TASK BRIEF — Quote the lines from the line holding "Could you please locate the dirt" to the very end of the listing, exactly, and no others.

PROVIDED INFORMATION —
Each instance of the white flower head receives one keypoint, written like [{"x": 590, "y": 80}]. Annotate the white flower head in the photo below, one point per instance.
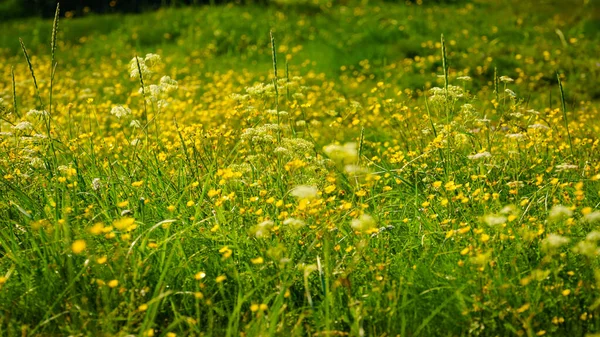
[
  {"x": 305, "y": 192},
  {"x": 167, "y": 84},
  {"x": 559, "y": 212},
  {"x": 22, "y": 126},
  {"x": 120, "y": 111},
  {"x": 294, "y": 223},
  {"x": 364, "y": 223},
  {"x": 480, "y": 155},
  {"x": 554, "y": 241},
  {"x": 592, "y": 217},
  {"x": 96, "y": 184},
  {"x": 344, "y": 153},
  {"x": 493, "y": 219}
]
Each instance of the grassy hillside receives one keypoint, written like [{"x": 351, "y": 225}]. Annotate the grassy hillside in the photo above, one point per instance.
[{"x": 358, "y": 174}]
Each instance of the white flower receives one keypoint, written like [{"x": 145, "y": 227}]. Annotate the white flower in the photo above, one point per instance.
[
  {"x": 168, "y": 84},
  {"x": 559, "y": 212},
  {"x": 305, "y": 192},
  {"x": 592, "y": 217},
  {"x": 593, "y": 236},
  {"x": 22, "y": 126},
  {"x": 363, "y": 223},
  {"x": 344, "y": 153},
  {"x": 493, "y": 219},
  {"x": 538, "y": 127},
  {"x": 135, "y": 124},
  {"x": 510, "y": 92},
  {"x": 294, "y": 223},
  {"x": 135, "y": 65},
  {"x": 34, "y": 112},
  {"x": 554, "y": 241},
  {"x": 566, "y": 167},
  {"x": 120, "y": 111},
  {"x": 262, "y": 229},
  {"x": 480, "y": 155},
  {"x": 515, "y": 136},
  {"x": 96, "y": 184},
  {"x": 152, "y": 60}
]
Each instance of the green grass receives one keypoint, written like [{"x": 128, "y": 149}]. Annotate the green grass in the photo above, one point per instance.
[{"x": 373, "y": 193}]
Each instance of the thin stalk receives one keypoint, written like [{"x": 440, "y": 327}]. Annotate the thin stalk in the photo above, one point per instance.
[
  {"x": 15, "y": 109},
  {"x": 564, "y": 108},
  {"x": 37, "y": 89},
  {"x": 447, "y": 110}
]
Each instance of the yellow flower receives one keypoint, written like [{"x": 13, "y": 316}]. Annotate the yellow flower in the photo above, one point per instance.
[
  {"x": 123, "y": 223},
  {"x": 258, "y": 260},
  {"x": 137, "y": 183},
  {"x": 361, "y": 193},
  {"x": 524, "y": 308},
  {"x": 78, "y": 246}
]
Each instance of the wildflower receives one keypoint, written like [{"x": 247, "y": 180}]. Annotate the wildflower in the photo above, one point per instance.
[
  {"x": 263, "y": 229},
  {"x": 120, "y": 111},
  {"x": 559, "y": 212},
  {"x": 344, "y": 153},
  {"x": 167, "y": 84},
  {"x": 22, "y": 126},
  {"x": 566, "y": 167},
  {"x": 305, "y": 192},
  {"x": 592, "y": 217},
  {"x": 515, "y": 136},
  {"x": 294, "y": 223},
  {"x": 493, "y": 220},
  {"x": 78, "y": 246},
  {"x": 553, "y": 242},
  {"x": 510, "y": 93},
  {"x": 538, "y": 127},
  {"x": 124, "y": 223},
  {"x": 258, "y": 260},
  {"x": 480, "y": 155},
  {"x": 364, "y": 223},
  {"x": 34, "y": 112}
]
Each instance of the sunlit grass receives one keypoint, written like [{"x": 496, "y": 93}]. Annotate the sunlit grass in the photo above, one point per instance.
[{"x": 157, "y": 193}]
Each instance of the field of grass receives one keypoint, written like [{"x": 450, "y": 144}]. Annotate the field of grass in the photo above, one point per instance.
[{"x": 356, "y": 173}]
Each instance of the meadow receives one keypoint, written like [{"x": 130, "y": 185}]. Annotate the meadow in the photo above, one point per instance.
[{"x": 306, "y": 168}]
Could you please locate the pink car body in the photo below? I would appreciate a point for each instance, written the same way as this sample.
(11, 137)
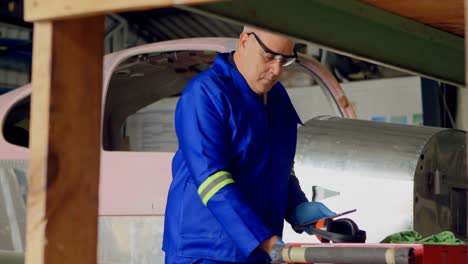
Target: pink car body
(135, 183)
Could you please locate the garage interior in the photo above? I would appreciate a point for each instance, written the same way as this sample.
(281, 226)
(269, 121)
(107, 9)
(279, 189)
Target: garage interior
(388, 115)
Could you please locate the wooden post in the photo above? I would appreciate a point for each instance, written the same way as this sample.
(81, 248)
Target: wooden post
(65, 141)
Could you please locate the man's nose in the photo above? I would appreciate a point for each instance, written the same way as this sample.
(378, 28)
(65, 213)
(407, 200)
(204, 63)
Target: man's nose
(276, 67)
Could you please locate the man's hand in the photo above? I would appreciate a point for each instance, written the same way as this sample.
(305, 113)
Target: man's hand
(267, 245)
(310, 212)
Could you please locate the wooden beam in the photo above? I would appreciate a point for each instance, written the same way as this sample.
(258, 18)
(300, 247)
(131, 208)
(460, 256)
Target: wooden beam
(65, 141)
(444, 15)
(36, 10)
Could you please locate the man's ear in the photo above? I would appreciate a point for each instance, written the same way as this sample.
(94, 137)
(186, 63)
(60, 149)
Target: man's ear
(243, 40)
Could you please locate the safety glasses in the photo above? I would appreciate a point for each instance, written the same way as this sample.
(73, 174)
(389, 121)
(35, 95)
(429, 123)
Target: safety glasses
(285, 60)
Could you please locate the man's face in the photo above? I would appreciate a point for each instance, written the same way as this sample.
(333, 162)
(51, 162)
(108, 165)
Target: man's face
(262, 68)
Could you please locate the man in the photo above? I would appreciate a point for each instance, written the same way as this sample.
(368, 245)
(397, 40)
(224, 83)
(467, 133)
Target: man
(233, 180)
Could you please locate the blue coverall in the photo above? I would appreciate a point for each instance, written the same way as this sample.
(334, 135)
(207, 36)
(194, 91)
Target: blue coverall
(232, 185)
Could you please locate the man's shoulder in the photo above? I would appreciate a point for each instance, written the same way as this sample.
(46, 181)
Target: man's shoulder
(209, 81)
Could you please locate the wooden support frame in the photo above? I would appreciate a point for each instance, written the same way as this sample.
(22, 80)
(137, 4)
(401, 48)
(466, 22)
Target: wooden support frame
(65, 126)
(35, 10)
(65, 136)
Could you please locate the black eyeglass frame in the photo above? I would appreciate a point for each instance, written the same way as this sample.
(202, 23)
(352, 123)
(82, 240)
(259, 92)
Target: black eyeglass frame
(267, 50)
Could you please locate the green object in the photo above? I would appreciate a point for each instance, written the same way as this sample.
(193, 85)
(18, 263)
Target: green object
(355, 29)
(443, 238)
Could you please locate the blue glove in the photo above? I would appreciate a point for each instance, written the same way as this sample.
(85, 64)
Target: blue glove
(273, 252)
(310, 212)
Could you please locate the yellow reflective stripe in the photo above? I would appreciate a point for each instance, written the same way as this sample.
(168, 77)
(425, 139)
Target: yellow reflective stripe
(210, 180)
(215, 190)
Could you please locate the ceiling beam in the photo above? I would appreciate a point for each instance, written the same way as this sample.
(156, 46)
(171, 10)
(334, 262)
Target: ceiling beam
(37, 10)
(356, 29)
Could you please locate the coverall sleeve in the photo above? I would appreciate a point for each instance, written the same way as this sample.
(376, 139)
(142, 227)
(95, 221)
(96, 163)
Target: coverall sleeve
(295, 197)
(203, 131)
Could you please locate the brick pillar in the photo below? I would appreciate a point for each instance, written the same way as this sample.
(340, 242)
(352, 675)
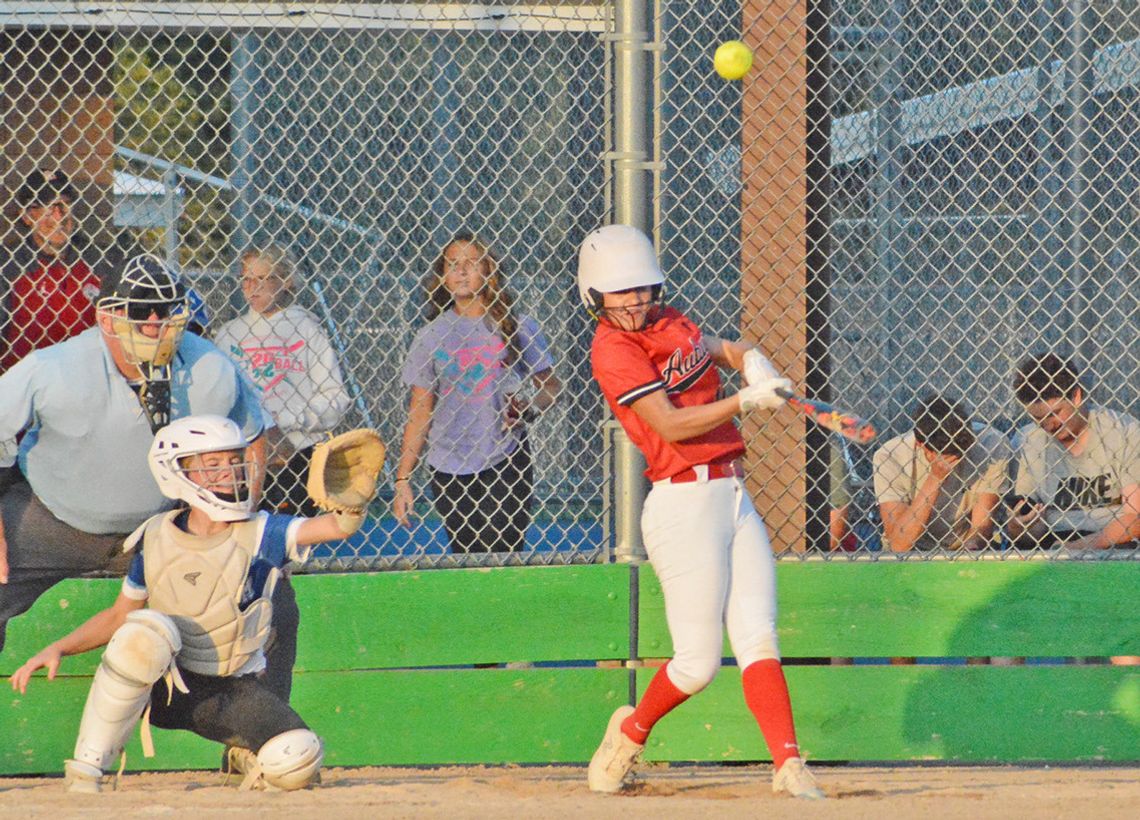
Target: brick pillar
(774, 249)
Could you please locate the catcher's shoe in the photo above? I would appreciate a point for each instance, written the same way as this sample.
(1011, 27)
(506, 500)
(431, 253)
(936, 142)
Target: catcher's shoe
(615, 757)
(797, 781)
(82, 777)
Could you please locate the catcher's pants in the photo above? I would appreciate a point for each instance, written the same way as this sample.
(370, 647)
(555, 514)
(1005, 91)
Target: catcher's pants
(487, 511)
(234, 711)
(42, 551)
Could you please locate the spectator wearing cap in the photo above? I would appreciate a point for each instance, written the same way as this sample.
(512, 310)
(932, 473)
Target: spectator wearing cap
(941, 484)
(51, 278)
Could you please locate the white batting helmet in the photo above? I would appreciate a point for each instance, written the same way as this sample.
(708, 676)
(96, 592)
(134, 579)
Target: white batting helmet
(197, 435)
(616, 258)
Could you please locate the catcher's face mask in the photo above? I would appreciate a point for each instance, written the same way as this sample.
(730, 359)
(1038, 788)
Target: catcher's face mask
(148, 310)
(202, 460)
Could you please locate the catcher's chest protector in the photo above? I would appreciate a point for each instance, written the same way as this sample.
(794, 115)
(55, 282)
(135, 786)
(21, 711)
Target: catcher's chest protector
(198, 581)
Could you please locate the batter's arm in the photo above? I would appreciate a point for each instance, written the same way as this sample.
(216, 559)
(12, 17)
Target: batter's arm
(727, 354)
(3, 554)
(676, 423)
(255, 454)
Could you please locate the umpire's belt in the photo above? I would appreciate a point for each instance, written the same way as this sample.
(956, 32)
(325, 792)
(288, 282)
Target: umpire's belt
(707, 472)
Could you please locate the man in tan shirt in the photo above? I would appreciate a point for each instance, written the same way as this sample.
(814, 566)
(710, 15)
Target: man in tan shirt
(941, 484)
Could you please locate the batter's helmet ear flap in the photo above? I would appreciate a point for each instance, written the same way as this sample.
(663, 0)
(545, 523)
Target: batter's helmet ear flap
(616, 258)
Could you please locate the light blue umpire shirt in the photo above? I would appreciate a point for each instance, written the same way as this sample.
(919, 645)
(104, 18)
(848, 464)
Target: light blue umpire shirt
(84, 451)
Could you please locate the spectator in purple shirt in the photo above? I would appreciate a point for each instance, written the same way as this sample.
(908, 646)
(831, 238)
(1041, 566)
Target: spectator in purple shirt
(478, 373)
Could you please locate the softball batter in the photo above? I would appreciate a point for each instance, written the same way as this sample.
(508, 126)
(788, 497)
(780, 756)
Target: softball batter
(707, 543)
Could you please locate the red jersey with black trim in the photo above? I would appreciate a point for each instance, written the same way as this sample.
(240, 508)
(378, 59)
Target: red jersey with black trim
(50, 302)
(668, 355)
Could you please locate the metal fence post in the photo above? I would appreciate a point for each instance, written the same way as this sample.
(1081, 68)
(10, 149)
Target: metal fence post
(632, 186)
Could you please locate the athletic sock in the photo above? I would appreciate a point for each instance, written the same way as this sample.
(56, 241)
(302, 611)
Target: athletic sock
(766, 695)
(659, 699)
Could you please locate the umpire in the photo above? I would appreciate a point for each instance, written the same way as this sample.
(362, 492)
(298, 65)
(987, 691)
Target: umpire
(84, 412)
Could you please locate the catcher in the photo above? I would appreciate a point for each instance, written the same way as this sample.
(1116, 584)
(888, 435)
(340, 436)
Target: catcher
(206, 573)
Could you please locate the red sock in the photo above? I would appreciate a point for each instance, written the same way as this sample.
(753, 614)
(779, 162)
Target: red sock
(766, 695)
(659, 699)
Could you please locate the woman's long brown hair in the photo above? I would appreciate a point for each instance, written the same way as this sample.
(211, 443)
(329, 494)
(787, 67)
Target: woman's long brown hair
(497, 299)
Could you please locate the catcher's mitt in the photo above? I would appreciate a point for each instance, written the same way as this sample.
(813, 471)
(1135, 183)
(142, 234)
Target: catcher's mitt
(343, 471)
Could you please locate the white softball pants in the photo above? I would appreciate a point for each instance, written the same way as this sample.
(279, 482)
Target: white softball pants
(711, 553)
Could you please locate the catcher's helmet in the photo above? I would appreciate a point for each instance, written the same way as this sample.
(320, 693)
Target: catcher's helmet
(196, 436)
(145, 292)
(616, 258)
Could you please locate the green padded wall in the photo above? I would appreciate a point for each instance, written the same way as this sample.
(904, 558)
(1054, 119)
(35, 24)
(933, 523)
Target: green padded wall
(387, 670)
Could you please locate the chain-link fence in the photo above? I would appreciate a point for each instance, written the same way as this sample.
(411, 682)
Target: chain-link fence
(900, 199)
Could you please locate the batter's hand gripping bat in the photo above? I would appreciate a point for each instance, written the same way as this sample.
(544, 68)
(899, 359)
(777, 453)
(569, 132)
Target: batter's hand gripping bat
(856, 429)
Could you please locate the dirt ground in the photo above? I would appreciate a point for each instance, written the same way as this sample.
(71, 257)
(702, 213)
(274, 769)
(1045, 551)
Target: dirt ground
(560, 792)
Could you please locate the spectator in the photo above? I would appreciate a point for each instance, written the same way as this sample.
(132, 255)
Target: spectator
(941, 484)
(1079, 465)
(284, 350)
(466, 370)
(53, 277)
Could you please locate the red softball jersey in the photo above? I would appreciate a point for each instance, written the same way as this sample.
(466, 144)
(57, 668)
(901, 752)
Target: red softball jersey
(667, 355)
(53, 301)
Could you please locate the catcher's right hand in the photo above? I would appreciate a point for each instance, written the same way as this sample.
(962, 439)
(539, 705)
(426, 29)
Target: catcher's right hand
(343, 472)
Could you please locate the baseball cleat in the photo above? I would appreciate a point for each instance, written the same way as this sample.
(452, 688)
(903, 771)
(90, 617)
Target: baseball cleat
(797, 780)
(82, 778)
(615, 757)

RESPONSE FOR THIS EXERCISE —
Could you please locate the dirt ground in the photo above? I would appreciate a point for each instance, written the same way as this sample.
(71, 257)
(702, 213)
(274, 769)
(1045, 551)
Target: dirt ground
(560, 792)
Could you please locate the spectator in the photo above? I would appreciate a point for each instance, written the same way as this sample.
(132, 255)
Target: spectator
(941, 484)
(1079, 465)
(284, 350)
(466, 370)
(53, 277)
Could you please locate the red softball jersey in the photo above? I would appreciate a point for each instance, written the same way as this sample.
(466, 144)
(57, 668)
(901, 752)
Target: red softball jersey
(667, 355)
(53, 301)
Could you please locate the catcher's right hand in the photo above? I would appreciate a point for each instance, written the same way as this sample.
(962, 439)
(539, 705)
(426, 29)
Target: catcher's right hand
(343, 472)
Could you please locate the baseball cleat in the photo above? I would appreciate a point for each instance, written the same way as this sample.
(452, 688)
(903, 771)
(90, 617)
Target: baseball cleat
(797, 780)
(82, 778)
(615, 757)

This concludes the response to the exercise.